[Annotated coordinate records]
####

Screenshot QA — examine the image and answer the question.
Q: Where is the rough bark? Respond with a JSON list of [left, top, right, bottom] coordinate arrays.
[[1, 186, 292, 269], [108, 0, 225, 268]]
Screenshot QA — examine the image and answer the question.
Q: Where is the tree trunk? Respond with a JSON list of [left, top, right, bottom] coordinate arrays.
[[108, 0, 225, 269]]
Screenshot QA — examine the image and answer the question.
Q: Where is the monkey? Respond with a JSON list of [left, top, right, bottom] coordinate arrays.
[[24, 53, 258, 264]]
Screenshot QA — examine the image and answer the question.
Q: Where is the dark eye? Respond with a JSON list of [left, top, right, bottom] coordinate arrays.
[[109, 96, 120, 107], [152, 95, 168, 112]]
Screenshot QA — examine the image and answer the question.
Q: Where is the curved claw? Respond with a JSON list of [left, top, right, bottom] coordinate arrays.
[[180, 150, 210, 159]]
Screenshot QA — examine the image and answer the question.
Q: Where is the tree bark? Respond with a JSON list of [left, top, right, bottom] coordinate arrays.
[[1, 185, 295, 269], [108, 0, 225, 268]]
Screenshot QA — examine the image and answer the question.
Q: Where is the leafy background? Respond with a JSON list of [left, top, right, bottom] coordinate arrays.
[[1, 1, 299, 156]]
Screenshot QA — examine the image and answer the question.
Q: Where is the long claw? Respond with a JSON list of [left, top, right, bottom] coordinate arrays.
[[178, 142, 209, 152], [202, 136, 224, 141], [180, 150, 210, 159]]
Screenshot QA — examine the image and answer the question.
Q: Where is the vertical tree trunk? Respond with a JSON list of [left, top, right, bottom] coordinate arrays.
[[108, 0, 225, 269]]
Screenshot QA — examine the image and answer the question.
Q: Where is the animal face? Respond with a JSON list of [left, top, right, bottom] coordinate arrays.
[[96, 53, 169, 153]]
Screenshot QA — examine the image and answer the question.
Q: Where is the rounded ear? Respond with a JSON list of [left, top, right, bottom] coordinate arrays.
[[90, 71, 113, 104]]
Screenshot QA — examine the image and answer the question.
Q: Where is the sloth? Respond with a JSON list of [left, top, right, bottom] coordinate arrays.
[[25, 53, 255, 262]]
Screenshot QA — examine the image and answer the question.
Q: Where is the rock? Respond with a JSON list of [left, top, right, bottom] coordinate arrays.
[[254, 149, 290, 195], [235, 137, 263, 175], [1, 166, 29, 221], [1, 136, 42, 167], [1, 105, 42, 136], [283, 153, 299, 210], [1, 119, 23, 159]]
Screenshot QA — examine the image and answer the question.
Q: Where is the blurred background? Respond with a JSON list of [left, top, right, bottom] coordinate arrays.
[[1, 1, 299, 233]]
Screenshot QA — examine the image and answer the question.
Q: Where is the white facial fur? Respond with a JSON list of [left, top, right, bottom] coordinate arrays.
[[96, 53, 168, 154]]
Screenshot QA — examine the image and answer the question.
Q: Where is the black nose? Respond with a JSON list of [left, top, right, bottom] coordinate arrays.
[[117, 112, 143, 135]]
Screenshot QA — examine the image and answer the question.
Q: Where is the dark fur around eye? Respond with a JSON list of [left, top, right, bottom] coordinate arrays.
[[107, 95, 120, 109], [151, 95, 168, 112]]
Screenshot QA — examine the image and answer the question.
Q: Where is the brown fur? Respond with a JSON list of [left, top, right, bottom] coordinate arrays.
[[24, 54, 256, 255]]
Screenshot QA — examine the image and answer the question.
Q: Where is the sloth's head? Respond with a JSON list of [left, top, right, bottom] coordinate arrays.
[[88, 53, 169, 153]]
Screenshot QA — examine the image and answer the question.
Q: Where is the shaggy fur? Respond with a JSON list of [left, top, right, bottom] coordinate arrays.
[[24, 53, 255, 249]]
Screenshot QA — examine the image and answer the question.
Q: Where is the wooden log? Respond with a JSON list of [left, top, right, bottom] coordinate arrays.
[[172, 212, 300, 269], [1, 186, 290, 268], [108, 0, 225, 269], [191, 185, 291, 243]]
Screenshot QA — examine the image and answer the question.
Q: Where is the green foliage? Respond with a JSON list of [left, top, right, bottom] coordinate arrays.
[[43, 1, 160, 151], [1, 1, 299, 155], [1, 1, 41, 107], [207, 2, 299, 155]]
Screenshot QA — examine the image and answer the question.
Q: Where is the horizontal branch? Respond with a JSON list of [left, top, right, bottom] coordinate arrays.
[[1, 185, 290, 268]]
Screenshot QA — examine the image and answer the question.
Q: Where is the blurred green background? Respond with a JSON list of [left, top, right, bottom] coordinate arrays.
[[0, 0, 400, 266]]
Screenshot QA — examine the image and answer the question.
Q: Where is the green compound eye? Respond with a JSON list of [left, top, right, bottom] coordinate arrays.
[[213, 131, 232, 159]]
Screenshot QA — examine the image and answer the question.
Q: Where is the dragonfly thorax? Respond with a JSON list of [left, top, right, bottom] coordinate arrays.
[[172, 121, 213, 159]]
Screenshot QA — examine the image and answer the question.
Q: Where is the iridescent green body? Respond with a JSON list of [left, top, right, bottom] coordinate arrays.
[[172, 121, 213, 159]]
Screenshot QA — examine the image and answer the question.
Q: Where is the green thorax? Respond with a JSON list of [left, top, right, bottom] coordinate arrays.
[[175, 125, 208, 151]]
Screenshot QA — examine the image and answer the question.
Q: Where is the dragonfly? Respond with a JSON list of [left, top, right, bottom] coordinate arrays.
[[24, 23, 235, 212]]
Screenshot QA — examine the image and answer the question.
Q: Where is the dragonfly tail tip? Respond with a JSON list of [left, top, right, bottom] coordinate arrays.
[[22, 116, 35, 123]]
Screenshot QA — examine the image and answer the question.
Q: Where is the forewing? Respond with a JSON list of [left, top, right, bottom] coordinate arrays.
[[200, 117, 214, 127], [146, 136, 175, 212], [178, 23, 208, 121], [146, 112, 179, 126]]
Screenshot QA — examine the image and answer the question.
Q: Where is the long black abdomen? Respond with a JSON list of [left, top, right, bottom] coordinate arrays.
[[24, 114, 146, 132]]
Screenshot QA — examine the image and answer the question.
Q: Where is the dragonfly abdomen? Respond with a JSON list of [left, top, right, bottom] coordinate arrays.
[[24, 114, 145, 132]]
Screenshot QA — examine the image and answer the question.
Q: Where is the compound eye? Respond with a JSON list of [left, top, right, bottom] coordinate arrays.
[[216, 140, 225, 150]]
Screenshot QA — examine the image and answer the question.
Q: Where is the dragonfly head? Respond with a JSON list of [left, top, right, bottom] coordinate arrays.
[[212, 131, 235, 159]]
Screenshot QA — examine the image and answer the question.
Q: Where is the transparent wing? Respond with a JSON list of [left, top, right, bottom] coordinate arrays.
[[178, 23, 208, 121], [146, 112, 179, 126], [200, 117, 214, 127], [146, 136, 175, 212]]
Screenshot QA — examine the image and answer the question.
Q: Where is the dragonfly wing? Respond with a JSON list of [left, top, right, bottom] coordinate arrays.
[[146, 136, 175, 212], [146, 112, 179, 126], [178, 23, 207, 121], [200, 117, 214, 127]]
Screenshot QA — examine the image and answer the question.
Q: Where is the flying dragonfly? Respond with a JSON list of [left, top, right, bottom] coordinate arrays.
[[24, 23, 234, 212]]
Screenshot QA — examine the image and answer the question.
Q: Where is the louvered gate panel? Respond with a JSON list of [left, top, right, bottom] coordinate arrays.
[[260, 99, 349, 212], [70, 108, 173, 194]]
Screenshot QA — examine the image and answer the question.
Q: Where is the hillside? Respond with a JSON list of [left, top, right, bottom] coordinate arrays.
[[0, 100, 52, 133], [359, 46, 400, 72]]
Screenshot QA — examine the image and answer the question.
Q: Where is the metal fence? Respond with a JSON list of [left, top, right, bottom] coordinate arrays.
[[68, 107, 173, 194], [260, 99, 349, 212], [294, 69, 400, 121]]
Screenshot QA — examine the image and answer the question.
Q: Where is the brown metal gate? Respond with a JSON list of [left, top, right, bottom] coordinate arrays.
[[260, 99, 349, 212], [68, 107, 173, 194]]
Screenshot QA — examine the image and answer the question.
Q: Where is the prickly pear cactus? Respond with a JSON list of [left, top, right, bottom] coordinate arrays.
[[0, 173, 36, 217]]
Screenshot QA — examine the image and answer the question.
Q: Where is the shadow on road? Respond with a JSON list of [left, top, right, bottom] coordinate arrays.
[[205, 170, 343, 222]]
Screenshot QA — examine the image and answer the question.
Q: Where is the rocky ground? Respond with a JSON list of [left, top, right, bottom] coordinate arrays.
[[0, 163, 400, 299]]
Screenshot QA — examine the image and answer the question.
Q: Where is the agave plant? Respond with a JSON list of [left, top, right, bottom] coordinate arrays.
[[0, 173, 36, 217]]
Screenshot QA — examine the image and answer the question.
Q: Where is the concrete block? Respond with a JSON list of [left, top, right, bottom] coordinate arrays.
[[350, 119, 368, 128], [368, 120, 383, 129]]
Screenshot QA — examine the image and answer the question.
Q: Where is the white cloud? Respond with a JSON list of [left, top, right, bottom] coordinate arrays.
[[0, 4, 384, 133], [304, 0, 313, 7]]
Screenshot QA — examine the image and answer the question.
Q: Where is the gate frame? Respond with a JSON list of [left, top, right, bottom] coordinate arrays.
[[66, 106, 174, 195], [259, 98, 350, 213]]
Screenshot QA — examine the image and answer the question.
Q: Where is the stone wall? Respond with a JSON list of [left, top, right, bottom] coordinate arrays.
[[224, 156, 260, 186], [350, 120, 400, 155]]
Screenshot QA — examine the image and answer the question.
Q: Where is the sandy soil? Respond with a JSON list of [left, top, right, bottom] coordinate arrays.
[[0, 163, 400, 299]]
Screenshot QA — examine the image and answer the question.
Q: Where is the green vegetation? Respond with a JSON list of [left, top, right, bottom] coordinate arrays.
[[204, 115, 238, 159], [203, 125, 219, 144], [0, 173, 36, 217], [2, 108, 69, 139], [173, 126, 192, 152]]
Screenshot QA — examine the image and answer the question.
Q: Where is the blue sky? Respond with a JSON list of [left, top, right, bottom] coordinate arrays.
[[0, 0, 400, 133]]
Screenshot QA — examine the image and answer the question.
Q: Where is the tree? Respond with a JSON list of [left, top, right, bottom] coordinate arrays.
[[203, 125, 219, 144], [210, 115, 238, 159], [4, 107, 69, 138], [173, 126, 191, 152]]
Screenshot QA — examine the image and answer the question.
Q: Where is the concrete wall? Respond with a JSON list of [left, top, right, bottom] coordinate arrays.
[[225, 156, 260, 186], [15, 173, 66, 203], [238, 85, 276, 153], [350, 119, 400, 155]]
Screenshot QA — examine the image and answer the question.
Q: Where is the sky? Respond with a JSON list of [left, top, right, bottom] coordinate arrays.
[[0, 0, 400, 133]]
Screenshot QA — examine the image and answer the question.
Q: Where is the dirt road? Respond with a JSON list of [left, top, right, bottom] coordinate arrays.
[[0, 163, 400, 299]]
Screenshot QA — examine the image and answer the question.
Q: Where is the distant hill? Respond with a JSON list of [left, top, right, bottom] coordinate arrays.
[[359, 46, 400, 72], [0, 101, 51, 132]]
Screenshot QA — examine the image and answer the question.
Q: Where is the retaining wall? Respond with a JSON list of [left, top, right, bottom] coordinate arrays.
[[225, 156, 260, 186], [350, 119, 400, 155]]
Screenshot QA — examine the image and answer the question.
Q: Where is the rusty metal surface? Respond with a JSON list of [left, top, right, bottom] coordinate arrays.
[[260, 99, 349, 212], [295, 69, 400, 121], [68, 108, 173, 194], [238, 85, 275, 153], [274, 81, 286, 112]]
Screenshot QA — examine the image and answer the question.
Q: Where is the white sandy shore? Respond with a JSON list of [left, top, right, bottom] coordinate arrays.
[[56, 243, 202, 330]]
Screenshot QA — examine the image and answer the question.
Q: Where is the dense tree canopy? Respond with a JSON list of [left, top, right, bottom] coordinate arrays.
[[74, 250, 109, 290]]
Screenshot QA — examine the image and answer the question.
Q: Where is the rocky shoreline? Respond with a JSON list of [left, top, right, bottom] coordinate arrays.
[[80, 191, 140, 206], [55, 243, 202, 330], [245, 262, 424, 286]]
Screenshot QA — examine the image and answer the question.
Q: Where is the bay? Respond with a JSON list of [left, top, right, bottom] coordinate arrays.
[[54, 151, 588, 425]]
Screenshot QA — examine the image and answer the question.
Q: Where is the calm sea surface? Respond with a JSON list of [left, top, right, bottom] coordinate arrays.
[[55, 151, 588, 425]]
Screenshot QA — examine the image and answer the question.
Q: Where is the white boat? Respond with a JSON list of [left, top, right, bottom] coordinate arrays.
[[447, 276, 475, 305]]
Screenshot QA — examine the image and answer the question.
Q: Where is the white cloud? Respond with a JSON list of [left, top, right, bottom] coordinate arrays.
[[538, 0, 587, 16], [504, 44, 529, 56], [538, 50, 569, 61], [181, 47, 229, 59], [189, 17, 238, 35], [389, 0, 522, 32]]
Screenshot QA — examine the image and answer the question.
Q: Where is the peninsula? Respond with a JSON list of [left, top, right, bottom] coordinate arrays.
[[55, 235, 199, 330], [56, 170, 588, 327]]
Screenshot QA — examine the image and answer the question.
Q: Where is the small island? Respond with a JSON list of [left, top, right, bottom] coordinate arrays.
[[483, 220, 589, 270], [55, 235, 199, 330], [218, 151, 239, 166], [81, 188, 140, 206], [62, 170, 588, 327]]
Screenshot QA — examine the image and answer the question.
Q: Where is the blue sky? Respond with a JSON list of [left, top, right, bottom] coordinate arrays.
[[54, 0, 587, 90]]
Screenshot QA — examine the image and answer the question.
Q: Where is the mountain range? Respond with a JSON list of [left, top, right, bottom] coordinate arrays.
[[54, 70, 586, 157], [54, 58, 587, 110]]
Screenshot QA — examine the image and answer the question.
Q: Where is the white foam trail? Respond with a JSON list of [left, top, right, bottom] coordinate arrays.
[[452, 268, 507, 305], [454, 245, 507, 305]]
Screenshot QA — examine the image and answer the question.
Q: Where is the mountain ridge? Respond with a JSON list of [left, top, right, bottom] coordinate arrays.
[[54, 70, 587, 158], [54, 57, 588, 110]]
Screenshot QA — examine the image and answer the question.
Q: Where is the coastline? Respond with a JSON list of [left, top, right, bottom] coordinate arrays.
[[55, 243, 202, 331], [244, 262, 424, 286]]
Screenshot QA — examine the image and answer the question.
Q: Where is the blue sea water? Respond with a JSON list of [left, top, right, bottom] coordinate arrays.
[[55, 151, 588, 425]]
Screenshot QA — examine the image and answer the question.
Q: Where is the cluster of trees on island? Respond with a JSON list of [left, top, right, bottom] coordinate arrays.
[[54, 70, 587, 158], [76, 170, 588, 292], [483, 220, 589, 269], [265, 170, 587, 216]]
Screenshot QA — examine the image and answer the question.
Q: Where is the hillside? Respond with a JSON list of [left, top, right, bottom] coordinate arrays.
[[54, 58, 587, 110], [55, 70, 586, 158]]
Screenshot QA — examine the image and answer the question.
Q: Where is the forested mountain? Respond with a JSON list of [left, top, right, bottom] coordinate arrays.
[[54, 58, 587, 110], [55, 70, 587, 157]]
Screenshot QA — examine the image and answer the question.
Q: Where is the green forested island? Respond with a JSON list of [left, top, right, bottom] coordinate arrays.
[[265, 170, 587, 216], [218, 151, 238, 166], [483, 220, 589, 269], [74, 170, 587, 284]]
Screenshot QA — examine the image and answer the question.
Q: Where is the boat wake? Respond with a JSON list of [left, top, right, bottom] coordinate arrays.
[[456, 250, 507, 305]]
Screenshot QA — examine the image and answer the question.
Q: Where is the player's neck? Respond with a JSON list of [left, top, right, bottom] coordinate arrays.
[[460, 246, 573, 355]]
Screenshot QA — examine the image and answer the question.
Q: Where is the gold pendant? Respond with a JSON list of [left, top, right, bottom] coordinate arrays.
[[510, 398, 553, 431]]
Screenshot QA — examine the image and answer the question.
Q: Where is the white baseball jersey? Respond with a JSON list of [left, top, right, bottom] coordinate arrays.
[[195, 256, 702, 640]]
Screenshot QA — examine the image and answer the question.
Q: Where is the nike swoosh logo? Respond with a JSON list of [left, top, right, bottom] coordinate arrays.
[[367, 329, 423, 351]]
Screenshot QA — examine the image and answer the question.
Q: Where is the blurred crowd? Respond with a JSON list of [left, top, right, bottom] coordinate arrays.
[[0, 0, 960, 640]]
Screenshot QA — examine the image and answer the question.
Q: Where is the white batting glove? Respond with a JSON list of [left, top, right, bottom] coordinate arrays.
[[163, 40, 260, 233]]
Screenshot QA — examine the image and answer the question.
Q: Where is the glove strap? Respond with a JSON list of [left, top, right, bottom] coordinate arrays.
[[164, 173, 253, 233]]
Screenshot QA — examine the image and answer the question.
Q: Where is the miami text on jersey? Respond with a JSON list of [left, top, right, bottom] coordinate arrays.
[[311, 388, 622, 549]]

####

The request: Copy out the lines from the start of the records through the line containing "[[96, 53, 169, 153]]", both ends included, exactly as they appear.

Result of this task:
Screenshot QA — examine the image and answer the question.
Q: Where is the rough bark? Respond with a JSON list of [left, top, right, bottom] coordinate arrays.
[[1, 186, 292, 269], [108, 0, 225, 268]]
Screenshot QA — examine the image and answer the question.
Q: Where is the tree trunk? Respond with a JSON list of [left, top, right, bottom] coordinate arrays.
[[108, 0, 225, 269]]
Screenshot QA — examine the image and answer the question.
Q: Where is the monkey? Respond with a JSON list of [left, top, right, bottom] coordinate arrays.
[[24, 53, 258, 264]]
Screenshot QA — examine the image and answer the question.
Q: Where is the dark eye? Respond with a JSON list of [left, top, right, bottom] coordinate arrays.
[[109, 96, 120, 107], [152, 95, 168, 112]]
Screenshot QA — examine the image and answer the question.
Q: Where is the curved claw? Respond with a JSON list of [left, top, right, bottom] coordinate arrays.
[[180, 150, 210, 159]]
Screenshot QA — examine the image and answer the question.
Q: Where is the tree bark? Respond with a JSON list of [left, top, right, bottom] coordinate arrays.
[[1, 185, 295, 269], [108, 0, 225, 268]]
Screenshot QA — examine the image and answer the question.
Q: Where is the leafy background? Respond with a JSON list of [left, top, right, bottom] coordinate arrays.
[[1, 1, 299, 156]]
Screenshot QA — examine the image and answer the question.
Q: Where is the long claw? Respond with a JSON list of [left, top, right, bottom] coordinate arrays.
[[178, 142, 209, 152], [202, 136, 224, 141], [180, 150, 210, 159]]
Screenshot QA — examine the image and answer the question.
Q: Where is the vertical tree trunk? Respond with a JSON list of [left, top, right, bottom] coordinate arrays.
[[108, 0, 225, 269]]
Screenshot QA — examine the image and answer the question.
Q: Where is the animal face? Respond with a JSON list of [left, top, right, bottom] coordinate arrays.
[[96, 53, 169, 153]]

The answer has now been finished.